Material for the task.
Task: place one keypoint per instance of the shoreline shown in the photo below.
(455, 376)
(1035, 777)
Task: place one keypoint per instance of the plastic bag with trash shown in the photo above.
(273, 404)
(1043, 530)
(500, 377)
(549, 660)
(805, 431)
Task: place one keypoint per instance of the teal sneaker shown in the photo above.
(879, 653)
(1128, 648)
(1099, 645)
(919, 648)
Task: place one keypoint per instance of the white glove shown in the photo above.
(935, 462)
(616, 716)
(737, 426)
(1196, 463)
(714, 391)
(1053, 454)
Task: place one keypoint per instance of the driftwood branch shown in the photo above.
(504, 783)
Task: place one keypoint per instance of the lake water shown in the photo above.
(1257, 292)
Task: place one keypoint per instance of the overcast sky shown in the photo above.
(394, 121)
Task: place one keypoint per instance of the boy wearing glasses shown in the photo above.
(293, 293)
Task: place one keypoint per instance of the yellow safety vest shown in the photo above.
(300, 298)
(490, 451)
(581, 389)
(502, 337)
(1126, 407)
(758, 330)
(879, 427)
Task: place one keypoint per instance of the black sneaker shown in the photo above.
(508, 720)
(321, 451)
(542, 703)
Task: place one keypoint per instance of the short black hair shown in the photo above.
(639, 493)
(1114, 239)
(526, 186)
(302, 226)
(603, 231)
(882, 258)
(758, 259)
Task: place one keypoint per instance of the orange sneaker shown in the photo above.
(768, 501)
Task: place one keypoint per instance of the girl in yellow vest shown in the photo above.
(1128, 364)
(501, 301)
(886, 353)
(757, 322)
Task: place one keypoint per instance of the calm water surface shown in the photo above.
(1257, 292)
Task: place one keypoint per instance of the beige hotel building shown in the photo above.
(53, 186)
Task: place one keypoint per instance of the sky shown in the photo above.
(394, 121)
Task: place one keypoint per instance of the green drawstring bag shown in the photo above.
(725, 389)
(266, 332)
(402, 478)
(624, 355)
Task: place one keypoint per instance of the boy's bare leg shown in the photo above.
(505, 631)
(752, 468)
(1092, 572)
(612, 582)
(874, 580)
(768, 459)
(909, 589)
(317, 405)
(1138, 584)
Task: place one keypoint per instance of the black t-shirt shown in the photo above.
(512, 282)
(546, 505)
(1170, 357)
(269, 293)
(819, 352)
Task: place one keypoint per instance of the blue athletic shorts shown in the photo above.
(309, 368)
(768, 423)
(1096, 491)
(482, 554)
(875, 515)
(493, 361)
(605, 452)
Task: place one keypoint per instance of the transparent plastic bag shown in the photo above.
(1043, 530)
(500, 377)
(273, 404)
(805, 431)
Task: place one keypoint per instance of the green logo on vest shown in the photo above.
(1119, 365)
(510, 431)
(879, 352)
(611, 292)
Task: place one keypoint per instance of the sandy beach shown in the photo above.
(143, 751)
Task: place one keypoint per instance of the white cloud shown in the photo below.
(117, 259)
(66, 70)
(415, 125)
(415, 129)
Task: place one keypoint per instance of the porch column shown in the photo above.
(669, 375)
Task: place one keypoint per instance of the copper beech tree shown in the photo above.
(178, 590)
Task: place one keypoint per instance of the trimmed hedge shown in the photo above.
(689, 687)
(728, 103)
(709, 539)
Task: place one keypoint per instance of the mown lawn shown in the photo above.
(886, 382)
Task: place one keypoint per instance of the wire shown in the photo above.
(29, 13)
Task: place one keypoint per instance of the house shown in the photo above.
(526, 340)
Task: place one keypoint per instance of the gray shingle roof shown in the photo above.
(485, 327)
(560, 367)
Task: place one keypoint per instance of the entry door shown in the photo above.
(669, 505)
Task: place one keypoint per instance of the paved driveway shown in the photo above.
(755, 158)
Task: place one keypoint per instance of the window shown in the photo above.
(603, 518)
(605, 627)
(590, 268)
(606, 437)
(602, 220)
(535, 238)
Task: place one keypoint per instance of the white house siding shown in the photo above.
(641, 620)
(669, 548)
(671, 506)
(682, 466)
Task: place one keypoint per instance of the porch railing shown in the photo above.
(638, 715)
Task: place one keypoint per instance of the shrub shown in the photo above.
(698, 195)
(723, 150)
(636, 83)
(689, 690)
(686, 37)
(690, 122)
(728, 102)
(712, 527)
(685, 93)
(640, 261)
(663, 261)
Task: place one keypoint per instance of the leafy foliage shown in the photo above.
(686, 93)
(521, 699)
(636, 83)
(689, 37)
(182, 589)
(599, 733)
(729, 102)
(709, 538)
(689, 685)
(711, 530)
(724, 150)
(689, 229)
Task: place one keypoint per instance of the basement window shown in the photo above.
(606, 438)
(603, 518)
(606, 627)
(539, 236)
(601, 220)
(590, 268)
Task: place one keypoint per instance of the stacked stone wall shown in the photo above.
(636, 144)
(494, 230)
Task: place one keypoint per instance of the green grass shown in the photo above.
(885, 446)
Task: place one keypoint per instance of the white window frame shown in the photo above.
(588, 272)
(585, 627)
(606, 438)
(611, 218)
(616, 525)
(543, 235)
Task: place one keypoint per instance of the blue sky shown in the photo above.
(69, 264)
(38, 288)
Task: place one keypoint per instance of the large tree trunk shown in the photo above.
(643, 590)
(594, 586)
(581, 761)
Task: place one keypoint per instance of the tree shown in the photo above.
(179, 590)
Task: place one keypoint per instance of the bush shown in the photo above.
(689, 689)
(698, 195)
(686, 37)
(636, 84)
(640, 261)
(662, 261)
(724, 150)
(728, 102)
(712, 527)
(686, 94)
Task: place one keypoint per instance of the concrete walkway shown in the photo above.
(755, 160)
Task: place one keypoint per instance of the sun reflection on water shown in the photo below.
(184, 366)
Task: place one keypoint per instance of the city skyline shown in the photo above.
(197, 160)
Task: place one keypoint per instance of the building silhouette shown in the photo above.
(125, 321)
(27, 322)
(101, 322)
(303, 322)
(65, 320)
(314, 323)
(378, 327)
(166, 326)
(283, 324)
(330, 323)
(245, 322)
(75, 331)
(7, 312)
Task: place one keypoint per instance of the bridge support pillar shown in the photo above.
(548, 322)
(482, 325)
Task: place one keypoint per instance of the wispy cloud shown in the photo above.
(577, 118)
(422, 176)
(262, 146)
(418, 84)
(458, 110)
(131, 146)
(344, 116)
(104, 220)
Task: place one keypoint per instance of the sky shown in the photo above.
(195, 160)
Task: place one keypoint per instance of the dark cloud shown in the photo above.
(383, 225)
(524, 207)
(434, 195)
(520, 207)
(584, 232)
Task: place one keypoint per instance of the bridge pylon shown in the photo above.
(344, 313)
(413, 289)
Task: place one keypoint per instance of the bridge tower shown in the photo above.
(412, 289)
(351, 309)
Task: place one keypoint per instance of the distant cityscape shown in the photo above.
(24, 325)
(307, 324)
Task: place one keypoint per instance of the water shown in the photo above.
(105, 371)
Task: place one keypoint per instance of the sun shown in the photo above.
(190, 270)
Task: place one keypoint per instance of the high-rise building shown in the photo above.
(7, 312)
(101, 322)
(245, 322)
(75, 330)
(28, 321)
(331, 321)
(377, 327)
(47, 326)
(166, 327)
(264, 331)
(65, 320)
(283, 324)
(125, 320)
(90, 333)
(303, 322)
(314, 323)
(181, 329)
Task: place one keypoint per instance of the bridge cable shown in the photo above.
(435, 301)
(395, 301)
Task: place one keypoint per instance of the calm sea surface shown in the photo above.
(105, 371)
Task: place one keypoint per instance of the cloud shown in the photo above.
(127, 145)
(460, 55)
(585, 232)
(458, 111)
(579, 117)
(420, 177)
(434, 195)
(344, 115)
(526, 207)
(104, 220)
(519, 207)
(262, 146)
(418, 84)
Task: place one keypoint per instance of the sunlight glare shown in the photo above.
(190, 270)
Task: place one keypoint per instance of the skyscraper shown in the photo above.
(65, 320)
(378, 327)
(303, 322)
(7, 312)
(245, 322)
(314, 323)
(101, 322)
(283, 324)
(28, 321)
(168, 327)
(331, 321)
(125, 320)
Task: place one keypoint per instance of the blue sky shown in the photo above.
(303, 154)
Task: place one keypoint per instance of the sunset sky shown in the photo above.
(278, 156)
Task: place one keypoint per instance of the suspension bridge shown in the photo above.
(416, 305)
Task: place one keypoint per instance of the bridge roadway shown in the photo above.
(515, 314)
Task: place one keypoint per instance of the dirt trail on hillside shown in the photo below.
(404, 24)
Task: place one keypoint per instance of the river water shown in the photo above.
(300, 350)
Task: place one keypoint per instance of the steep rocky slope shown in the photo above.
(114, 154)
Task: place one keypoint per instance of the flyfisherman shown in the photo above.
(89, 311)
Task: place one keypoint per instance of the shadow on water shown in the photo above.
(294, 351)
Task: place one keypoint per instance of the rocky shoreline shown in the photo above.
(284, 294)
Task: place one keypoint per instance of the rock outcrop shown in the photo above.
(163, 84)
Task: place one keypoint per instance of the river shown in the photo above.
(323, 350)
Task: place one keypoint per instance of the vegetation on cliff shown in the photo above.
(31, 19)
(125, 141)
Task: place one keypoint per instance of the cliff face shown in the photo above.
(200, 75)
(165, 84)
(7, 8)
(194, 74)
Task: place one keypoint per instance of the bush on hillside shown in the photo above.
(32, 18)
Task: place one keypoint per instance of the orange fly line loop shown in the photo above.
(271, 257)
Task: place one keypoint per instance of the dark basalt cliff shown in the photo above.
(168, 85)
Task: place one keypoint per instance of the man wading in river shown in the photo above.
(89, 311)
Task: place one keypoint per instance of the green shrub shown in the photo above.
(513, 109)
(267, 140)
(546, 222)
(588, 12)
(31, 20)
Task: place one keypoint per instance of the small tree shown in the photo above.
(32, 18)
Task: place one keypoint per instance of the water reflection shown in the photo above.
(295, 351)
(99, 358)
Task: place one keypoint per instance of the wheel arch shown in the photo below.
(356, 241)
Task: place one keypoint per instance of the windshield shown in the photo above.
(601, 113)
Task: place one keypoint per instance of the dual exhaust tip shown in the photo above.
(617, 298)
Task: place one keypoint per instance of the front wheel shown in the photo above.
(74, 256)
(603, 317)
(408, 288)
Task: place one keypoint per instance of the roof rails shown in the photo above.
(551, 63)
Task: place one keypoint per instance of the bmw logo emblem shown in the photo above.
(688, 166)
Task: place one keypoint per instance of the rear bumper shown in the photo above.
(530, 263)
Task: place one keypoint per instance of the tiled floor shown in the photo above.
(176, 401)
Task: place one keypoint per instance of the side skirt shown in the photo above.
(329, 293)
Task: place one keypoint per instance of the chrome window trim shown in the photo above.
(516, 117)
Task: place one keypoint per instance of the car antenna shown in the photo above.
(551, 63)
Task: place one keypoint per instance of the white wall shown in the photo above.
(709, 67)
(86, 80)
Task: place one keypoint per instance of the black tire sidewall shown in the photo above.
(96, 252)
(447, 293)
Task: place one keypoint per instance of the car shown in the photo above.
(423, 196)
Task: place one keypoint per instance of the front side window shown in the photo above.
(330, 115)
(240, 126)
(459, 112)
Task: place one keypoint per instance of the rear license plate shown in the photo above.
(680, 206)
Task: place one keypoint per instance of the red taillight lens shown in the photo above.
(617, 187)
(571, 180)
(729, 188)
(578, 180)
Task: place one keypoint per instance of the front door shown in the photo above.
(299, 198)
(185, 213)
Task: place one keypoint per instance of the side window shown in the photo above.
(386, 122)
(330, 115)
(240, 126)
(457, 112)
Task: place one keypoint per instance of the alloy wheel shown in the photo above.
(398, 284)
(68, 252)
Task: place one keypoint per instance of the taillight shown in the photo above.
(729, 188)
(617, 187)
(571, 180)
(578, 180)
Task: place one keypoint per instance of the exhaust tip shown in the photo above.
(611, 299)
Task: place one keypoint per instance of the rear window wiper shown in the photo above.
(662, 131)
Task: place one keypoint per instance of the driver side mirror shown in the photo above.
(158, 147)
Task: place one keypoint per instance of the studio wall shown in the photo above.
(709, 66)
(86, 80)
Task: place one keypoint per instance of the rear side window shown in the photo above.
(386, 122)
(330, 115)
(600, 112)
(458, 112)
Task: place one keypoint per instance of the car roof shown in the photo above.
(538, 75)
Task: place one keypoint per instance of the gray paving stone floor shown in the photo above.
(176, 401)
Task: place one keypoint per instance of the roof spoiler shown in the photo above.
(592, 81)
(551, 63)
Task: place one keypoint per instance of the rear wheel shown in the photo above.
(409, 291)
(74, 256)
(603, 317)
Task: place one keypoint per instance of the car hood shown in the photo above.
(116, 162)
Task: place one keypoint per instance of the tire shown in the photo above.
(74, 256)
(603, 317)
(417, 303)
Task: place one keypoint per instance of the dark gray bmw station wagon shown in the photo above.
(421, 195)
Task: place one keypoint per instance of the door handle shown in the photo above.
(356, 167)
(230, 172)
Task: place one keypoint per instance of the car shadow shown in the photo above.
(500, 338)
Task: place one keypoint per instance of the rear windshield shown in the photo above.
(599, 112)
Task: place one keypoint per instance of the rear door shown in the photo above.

Written instruction. Every line from the one containing "Task: place one keypoint per instance of the rear wheel" through the last line must be copied exactly; leave out the rest.

Full output.
Task: place one keypoint per instance of the rear wheel shown in the photo above.
(409, 291)
(74, 256)
(603, 317)
Task: place one keypoint per instance of the car hood shown in the photo above.
(116, 162)
Task: place one keypoint per instance of the tire shown in the photo above.
(74, 256)
(603, 317)
(417, 303)
Task: place one keypoint per instance of the dark gray bmw station wagon shown in the photo above.
(421, 195)
Task: place one keypoint per instance of the door handle shown in the photo above.
(356, 167)
(230, 172)
Task: place one keypoint per instance of the car shadow shown in the photo above.
(500, 338)
Task: place one keypoint per instance of the rear windshield shown in the photo above.
(599, 112)
Task: place one keypoint per instance of the rear door shown in the photo above.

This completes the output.